** start Supplied data **

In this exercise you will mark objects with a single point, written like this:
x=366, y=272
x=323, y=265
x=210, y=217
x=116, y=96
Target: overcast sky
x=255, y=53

** end Supplied data **

Short exercise →
Go through the records above and retype each one exactly.

Completed exercise →
In this exercise you will mark objects with a single point, written like this:
x=366, y=272
x=323, y=265
x=210, y=217
x=116, y=96
Target: overcast sky
x=255, y=53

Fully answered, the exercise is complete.